#### [Compito assegnato 1]
Traduci in inglese questa frase dell'intervista su big data e sanità: «La sanità ha un grande patrimonio costituito dai dati e dalle competenze di medici e ricercatori.»
#### [Compito assegnato 2]
Prosegui l'intervista su big data e sanità a partire dalla sua ultima frase.

#### [Brano citato]
────

«I dati sono big nel momento in cui vengono messi insieme: la condivisione delle informazioni fra le singole unità delle strutture sanitarie è la via maestra, ma serve anche una struttura abilitante».
Enrico Salvatori, Emea Big Data Platform Business Development Manager di Hewlett Packard Enterprise, delinea a CorCom le nuove frontiere dell’utilizzo dei dati e dei software digitali nel mondo della sanità. Un futuro tutto da scrivere tra telemedicina, digital skill, analytics e intelligenza aumentata.
Big data e sanità: quali sono gli ostacoli principali?
Oggi non esiste un’infrastruttura paese adeguata. I dati sono big nel momento in cui vengono messi insieme e la sanità deve iniziare a condividere le informazioni fra le singole unità. Serve una struttura abilitante che aiuti a favorire l’interscambio. Esiste ancora molta carta, anche se con la ricetta elettronica e altre novità è stato fatto qualche passo avanti. Sicuramente siamo solo all’inizio di un processo.
Esiste anche un problema legato ai costi?
Viene spesso fatta l’equazione “Big Data uguale big spending”. In realtà, le tecnologie consentono di fare investimenti sulla digital trasformation e i Big Data senza spese eccessive. Il ritorno degli investimenti sui Big Data in ambito sanitario è molto alto, non solo in termini di qualità del servizio, ma anche sul versante del contenimento dei costi. Ad esempio, l’ospedale universitario di Cambridge ha utilizzato i nostri sistemi di analisi dati per stimare i rischi dei pazienti sottoposti ad alcune operazioni in day hospital, riuscendo ad ottimizzare l’utilizzo dei posti letto e le spese.
Qual è il ruolo di HPE nel processo di trasformazione digitale delle strutture sanitarie?
In Italia ci sono ampi margini di miglioramento. HPE ha fondato la sua strategia sull’innovazione e in particolare sui Big Data, applicati anche ad un ambito come quello della nuova industria 4.0. Abbiamo investito molte risorse sui software di analytics real time sui dati strutturati e non, in un’ottica di intelligenza aumentata. Questi sistemi cognitivi sono un supporto per gli utilizzatori, non dei sostituti: ciò vale anche per la sanità.
Prevenzione, diagnosi, cura e ricerca: i Big Data stimoleranno la creazione di nuove sinergie tra pubblico e privato?
Le più grandi iniziative nel settore vengono proprio dal partenariato pubblico-privato. La sanità ha un grande patrimonio costituito dai dati e dalle competenze di medici e ricercatori. Il privato può mettere a disposizione la tecnologia e rendere più agevole lo studio delle informazioni.

────

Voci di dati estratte
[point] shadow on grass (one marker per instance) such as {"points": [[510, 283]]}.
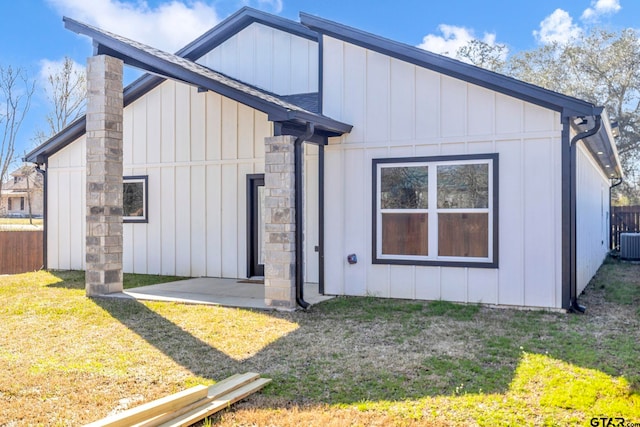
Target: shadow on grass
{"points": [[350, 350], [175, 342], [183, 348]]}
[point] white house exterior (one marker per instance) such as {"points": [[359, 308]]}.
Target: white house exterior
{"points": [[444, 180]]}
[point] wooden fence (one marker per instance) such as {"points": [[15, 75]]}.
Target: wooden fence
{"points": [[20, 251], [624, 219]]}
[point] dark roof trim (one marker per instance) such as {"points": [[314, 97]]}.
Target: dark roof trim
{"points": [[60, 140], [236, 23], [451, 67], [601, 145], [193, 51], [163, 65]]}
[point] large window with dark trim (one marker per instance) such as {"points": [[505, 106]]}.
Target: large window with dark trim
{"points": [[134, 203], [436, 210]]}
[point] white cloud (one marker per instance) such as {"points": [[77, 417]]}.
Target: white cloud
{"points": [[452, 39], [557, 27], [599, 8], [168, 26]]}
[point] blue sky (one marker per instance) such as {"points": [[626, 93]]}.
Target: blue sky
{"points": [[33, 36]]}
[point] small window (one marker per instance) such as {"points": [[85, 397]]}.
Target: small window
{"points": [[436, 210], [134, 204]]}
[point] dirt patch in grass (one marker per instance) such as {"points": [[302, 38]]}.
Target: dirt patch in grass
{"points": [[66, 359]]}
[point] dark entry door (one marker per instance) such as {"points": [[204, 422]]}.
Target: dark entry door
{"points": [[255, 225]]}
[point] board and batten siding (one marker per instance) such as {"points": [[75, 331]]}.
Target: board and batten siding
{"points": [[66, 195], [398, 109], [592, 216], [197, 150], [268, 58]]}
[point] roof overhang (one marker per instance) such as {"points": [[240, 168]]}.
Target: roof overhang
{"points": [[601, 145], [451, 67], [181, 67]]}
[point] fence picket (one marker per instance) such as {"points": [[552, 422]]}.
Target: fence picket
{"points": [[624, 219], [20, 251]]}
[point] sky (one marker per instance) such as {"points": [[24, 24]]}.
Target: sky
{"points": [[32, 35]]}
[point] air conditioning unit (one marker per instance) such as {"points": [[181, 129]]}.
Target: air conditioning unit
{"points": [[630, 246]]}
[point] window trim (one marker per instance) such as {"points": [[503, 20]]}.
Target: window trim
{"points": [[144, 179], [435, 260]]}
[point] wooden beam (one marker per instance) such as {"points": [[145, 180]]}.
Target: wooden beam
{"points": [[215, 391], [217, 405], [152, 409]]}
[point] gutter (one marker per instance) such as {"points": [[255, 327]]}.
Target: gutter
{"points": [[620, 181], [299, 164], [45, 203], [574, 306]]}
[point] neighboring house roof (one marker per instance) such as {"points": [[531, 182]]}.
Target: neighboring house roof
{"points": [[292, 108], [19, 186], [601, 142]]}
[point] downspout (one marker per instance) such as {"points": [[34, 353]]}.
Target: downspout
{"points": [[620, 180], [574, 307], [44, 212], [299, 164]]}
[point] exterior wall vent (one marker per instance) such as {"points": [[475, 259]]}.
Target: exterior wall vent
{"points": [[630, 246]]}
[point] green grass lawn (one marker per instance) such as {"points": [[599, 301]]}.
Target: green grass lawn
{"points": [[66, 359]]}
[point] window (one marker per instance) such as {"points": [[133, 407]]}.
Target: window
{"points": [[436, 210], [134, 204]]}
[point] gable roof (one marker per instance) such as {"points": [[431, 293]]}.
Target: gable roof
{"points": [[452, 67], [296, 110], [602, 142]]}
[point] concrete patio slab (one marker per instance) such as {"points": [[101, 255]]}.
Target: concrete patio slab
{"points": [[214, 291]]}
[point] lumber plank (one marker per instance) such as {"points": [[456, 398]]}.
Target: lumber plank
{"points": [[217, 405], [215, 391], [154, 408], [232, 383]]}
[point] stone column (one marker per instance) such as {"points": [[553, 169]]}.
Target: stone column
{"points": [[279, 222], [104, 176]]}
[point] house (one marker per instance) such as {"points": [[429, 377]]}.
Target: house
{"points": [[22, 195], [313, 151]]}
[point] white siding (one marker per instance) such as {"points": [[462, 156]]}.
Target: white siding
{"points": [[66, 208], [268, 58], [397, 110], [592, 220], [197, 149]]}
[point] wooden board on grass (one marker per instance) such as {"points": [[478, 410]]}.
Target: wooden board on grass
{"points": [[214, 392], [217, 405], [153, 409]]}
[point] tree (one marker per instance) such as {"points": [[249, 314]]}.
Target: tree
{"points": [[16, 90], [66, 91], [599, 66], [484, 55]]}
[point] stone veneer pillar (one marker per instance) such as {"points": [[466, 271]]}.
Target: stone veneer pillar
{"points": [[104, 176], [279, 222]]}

────

#### [Spazio risposta 1]
Healthcare has a great wealth made up of data and of the expertise of doctors and researchers.

#### [Spazio risposta 2]
Dal punto di vista delle competenze, serviranno medici più digitali?
Indubbiamente serve una formazione ad hoc sulle nuove tecnologie, ma dobbiamo abbandonare il concetto del computer che si sostituisce al medico. Un sistema IT è invece un grande alleato, uno strumento che facilita il lavoro e ne ottimizza l’efficienza.
Che ruolo avrà la telemedicina?
Aiuterà la crescita dei Big Data, anche grazie ai wearable, stimolando un maggiore utilizzo di tecnologie di connessione e di acquisizione dei dati. I dati saranno raccolti e utilizzati per la cura specifica e la ricerca, quindi per lo studio predittivo. La sfida è nel passaggio ad una logica di maggiore prevenzione.
Come si difende la grande mole di dati gestita dalle strutture sanitarie dal cybercrime?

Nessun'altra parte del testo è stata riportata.